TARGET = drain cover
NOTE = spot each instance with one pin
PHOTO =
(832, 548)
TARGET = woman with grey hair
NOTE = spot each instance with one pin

Requirement:
Copy out all of the records shown above exactly.

Result for this exercise:
TARGET = drain cover
NOTE = spot each instance with one pin
PHOTO =
(832, 548)
TARGET = woman with grey hair
NOTE = spot each instance with one pin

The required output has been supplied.